*Excerpts from point annotation rows:*
━━━━━━━━━━━━━━━━━━━━━━━━━━━━━━

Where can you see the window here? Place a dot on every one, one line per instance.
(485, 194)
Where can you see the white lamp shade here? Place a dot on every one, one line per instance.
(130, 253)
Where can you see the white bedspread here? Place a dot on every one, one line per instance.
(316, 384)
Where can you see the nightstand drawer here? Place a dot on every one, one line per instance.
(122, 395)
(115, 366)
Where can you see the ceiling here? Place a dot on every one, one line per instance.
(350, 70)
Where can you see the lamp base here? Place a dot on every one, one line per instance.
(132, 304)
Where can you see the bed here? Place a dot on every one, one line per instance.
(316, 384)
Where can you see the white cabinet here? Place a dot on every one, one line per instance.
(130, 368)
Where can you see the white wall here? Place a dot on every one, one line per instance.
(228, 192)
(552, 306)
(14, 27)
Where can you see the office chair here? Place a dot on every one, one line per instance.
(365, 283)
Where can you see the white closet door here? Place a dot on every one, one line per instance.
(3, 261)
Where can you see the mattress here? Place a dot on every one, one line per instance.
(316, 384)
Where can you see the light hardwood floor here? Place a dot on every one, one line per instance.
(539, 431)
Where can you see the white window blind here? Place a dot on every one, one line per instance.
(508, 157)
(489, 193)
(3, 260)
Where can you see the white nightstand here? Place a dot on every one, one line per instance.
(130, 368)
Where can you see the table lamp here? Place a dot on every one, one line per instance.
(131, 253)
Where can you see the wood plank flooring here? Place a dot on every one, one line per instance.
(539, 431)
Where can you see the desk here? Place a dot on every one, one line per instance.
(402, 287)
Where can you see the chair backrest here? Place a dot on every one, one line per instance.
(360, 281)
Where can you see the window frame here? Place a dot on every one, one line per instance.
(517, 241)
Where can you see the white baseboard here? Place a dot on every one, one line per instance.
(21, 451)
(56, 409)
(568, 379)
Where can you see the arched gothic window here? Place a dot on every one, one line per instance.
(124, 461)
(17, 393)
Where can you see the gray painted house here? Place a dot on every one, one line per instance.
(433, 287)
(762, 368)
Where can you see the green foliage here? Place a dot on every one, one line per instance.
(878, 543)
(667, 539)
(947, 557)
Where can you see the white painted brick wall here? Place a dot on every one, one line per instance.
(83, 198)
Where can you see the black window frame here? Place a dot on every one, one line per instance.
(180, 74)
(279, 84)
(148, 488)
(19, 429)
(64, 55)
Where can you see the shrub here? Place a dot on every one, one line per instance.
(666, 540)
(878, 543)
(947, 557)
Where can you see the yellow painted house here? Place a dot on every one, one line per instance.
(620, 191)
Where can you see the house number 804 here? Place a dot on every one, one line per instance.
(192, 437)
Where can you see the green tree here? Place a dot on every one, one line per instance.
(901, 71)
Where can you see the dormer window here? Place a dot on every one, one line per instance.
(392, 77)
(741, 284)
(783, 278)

━━━━━━━━━━━━━━━━━━━━━━━━━━━━━━

*WORK INSTRUCTIONS:* Please write out the rows again from the line with "Where can you see the green tree" up to and including the final line, keeping the requests and shifting every coordinate in the answers by -17.

*RESPONSE FOR THIS EXERCISE:*
Where can you see the green tree here? Place a dot on every one, one line per instance.
(884, 54)
Where can you see the dormer window here? Place a dot on every one, one line per instance.
(375, 60)
(724, 267)
(766, 261)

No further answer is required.